═════ EXERCISE DATA
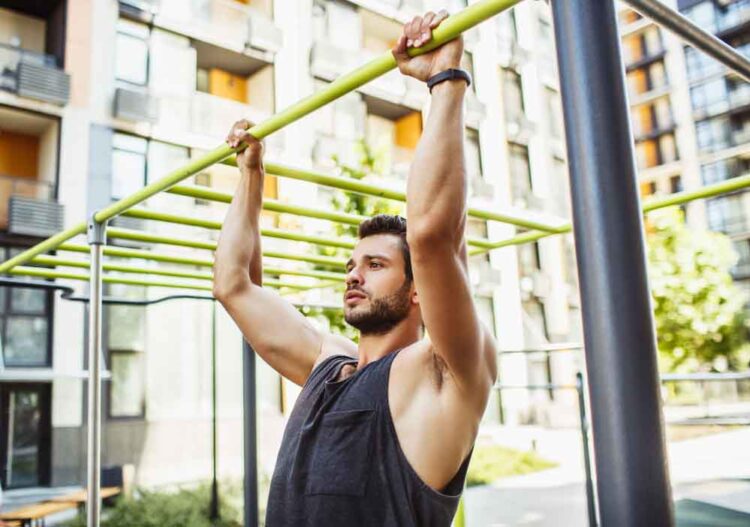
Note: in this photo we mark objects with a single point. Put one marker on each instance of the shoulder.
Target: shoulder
(333, 345)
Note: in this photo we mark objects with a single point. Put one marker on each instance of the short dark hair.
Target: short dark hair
(389, 224)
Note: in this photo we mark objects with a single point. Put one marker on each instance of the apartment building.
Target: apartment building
(690, 115)
(132, 89)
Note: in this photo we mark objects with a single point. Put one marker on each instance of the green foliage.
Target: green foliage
(183, 508)
(369, 162)
(490, 463)
(700, 320)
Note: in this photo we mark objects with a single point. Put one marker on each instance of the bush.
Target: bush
(183, 508)
(490, 463)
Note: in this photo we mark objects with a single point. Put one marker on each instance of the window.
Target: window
(128, 164)
(126, 343)
(726, 214)
(554, 113)
(713, 134)
(520, 173)
(24, 323)
(675, 184)
(131, 53)
(512, 96)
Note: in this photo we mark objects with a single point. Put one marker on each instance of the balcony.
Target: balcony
(33, 75)
(224, 23)
(657, 129)
(201, 115)
(328, 62)
(27, 207)
(648, 57)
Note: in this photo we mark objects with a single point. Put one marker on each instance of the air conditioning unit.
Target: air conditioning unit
(34, 217)
(44, 83)
(136, 106)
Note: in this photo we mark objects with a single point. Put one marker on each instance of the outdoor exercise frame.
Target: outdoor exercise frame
(632, 484)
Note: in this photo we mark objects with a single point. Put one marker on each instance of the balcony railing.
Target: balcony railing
(33, 75)
(227, 22)
(27, 207)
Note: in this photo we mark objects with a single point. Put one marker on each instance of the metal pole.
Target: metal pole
(251, 447)
(590, 501)
(214, 482)
(96, 238)
(620, 344)
(693, 34)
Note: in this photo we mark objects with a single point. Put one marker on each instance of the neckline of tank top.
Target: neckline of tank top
(356, 371)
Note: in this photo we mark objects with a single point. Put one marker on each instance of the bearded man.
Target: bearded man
(383, 430)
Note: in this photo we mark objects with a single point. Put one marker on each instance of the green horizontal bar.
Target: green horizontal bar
(449, 29)
(707, 191)
(47, 245)
(41, 273)
(127, 234)
(370, 189)
(216, 225)
(83, 264)
(275, 206)
(121, 252)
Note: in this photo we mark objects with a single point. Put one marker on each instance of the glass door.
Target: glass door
(25, 431)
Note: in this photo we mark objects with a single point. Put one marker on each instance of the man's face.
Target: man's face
(378, 295)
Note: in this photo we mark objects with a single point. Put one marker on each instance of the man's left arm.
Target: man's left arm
(436, 200)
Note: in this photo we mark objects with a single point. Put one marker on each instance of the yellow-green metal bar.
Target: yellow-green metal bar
(370, 189)
(128, 234)
(121, 252)
(276, 206)
(47, 245)
(173, 273)
(707, 191)
(216, 225)
(449, 29)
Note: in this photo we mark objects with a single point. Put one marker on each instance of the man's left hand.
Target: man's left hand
(416, 34)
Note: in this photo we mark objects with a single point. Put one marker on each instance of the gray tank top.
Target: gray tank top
(340, 463)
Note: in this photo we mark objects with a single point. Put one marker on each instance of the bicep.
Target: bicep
(274, 328)
(447, 306)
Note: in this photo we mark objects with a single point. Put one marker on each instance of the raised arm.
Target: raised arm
(436, 205)
(274, 328)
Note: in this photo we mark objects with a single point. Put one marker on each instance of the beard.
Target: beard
(383, 314)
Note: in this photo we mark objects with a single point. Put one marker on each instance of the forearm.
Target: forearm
(238, 255)
(436, 187)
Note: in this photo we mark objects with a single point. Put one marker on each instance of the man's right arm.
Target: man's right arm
(282, 336)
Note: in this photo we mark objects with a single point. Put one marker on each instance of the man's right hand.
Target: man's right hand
(251, 158)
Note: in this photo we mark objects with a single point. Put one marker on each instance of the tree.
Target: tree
(699, 313)
(370, 162)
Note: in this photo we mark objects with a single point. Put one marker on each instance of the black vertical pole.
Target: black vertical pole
(214, 512)
(590, 500)
(250, 421)
(632, 477)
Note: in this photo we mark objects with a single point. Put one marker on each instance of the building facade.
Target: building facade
(99, 98)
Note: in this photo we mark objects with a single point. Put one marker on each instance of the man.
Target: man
(383, 431)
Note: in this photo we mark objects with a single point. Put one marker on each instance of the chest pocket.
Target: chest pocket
(342, 455)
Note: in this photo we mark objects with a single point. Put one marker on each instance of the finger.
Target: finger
(442, 15)
(400, 49)
(412, 31)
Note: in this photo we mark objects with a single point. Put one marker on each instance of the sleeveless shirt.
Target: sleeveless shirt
(340, 462)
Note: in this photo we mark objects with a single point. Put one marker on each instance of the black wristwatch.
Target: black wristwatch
(452, 73)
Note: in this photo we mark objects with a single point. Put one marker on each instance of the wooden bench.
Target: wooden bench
(34, 515)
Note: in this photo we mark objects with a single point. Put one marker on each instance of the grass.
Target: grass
(490, 463)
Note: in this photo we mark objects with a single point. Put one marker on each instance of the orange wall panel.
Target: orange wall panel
(19, 155)
(409, 130)
(223, 84)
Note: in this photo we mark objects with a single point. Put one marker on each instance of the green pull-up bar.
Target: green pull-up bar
(449, 29)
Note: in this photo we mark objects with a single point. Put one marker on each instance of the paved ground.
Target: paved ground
(710, 475)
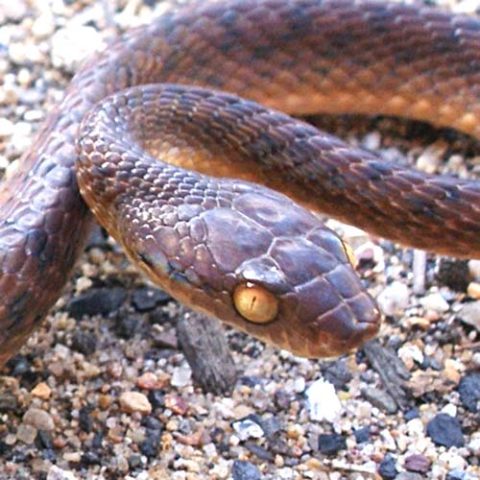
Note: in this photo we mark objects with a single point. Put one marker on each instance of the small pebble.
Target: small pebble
(473, 290)
(182, 376)
(469, 390)
(417, 463)
(84, 342)
(388, 468)
(470, 314)
(323, 402)
(40, 419)
(26, 433)
(474, 269)
(42, 390)
(362, 435)
(131, 402)
(454, 274)
(97, 301)
(331, 443)
(445, 430)
(56, 473)
(394, 299)
(380, 399)
(435, 302)
(71, 45)
(146, 299)
(243, 470)
(247, 428)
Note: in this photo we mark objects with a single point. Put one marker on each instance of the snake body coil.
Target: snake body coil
(222, 246)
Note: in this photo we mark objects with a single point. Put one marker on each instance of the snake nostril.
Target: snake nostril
(255, 303)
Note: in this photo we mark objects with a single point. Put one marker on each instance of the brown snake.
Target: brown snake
(230, 248)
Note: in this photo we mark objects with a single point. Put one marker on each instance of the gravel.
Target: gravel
(102, 390)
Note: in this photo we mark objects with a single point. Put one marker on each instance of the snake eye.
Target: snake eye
(255, 303)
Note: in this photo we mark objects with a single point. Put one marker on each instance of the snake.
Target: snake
(183, 140)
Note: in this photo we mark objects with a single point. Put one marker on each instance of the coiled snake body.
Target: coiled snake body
(231, 248)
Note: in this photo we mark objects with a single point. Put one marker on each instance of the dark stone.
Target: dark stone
(43, 440)
(84, 342)
(146, 299)
(388, 467)
(411, 414)
(126, 326)
(278, 445)
(380, 399)
(259, 451)
(134, 461)
(243, 470)
(97, 301)
(151, 445)
(164, 340)
(331, 443)
(4, 448)
(152, 423)
(98, 238)
(445, 430)
(8, 402)
(337, 373)
(156, 398)
(454, 274)
(362, 435)
(85, 422)
(250, 381)
(268, 423)
(417, 463)
(19, 366)
(97, 440)
(469, 390)
(282, 399)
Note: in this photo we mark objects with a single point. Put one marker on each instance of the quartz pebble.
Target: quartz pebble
(322, 401)
(394, 299)
(470, 314)
(435, 302)
(40, 419)
(131, 402)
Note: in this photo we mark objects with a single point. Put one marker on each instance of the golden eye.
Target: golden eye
(255, 303)
(350, 254)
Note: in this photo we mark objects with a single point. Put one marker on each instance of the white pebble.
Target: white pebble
(450, 409)
(474, 269)
(55, 473)
(71, 45)
(44, 25)
(435, 302)
(6, 128)
(322, 401)
(394, 298)
(181, 376)
(299, 385)
(247, 429)
(410, 352)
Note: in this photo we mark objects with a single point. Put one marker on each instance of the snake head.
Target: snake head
(265, 265)
(302, 293)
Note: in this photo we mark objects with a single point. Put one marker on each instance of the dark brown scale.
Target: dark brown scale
(302, 57)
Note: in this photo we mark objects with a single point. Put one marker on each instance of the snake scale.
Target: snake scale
(186, 90)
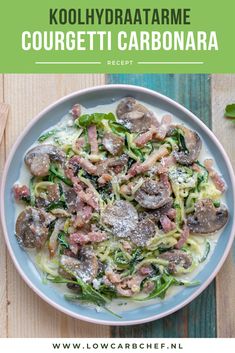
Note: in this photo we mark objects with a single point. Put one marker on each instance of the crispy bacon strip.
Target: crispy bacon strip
(90, 237)
(84, 163)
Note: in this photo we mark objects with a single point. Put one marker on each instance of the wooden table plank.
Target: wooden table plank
(28, 315)
(3, 293)
(223, 93)
(193, 91)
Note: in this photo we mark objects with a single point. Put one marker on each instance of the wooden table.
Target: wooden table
(23, 313)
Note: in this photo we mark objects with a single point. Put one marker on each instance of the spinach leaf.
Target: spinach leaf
(118, 128)
(46, 135)
(94, 119)
(62, 240)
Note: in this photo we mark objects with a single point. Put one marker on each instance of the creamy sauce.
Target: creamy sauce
(67, 135)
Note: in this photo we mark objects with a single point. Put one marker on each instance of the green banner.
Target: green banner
(161, 36)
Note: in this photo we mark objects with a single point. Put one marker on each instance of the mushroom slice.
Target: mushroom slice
(152, 194)
(193, 146)
(38, 159)
(143, 232)
(85, 268)
(207, 218)
(122, 217)
(155, 215)
(113, 143)
(32, 227)
(135, 116)
(178, 260)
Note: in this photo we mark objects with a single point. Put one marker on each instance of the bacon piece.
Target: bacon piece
(20, 192)
(130, 286)
(90, 237)
(183, 237)
(83, 215)
(84, 163)
(162, 130)
(89, 198)
(167, 224)
(92, 138)
(215, 177)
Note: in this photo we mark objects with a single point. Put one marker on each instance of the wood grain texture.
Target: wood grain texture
(3, 293)
(28, 315)
(198, 319)
(223, 93)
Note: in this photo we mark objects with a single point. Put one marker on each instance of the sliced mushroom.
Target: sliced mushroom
(32, 227)
(155, 215)
(177, 259)
(38, 159)
(152, 194)
(144, 230)
(193, 144)
(85, 268)
(207, 218)
(109, 163)
(113, 143)
(134, 115)
(122, 217)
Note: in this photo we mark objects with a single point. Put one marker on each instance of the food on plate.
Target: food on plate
(119, 204)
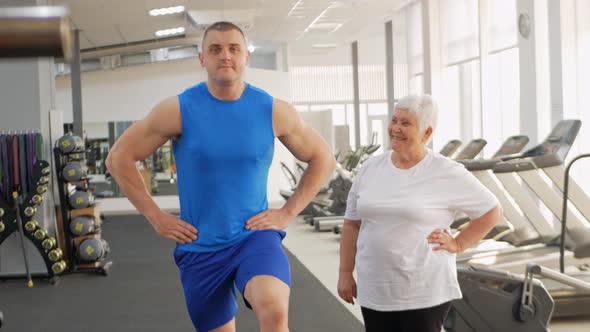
══════════
▶ [TASK STATEMENT]
Within the listing above, extract exactly the lines that run from the one containing "black vertical pole." through the one containing "the small pebble.", excluding any pictures.

▶ [TASK SOLUTION]
Note: in this photo we mark objects with a single point. Put one marker on each instance of the black vertical pole.
Target: black vertical pole
(214, 512)
(590, 500)
(250, 421)
(632, 477)
Note: in this photo we mark objects with a single point. Put one marker on each instance of the building facade.
Target: building facade
(99, 98)
Note: in this photo we mark objects with a single point. Put one marker on each instance of the man.
Target: man
(383, 431)
Note: in this photo we mark objects with a single point. Put one marker on each instance of the chest pocket.
Target: chest pocket
(342, 455)
Note: in this photo we mark objects with a single point. Put one marker on each instance of the finger.
Target: finger
(442, 15)
(400, 49)
(412, 31)
Note: in this photo we mark objects with a single point. Put one marker on each instance of the sleeveless shirt.
Target: sleeveless shirt
(340, 462)
Note: in this photo we mark objects with a single point. Put one marker on each instance of the black wristwatch.
Target: black wristwatch
(452, 73)
Note: in this photo we mark objects with a single point. Put one marker on each instance of the wooden bench.
Target: wooden bench
(34, 515)
Note: in this photo we mark objects with a single point. Put one marker on each instance of the grass.
Target: grass
(490, 463)
Note: in this photo we mark objects with a single point. Put one marker on each instance of the orange wall panel.
Target: orange wall panel
(19, 155)
(409, 130)
(223, 84)
Note: in this photo we mark objects with a single point. Put one marker on each instance of the green pull-up bar.
Target: green pull-up bar
(449, 29)
Note: in this photo we mark objects with a single point. Put one marker on each instance of the paved ground.
Target: paved ground
(710, 475)
Note: in this photo we mark objects with a single point. Put one marker on each instance of the small pebble.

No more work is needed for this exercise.